GOAL 1>
Copy word for word the part of the passage below on standards for horse training that opens with the words containing "I think the" and closes with "compassion and consideration.".
GOAL 2>
Answer these questions using the passage below on horse training standards:
(a) Who looks to World Cup riders for guidance and inspiration?
(b) Who should take the reins?
(c) What is the discussion not about?
GOAL 3>
Decide whether each statement agrees with the passage below on horse training standards. Answer yes or no, and quote the words that settle it.
(a) World Cup level horses are in the public eye.
(b) The discussion is about abandoned backyard horses.
(c) The training method is called a long route to success.

PASSAGE PROVIDED>
━━━

I think the answer must clearly and loudly be: NO.  World Cup level horses are in the public eye. Their riders set the standards. Young riders look to them for guidance and inspiration. A ‘training method’ that is essentially a short-cut to success and harms horses that give their all physically or at least (for those who want to continue doubting physical damage) degrades the horse in a body posture where he is stressed, totally dominated and cannot see, should be unacceptable at the highest level of competition. Those who have the power to set standards, should take the reins and do so.

This discussion is not about abandoned backyard horses, starved or mistreated equines and other atrocities. It’s about setting standards and bringing highest level equine competition back to traditional principles of respecting these generous animals enough to show them compassion and consideration.

━━━

DATA BLOCK>
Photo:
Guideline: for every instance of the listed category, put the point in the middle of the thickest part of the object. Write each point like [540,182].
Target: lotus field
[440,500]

━━━

EXERCISE ANSWER 1>
I think the answer must clearly and loudly be: NO.  World Cup level horses are in the public eye. Their riders set the standards. Young riders look to them for guidance and inspiration. A ‘training method’ that is essentially a short-cut to success and harms horses that give their all physically or at least (for those who want to continue doubting physical damage) degrades the horse in a body posture where he is stressed, totally dominated and cannot see, should be unacceptable at the highest level of competition. Those who have the power to set standards, should take the reins and do so.

This discussion is not about abandoned backyard horses, starved or mistreated equines and other atrocities. It’s about setting standards and bringing highest level equine competition back to traditional principles of respecting these generous animals enough to show them compassion and consideration.

EXERCISE ANSWER 2>
(a) Young riders.
(b) Those who have the power to set standards.
(c) Abandoned backyard horses, starved or mistreated equines and other atrocities.

EXERCISE ANSWER 3>
(a) Yes: "World Cup level horses are in the public eye."
(b) No: "This discussion is not about abandoned backyard horses"
(c) No: "essentially a short-cut to success"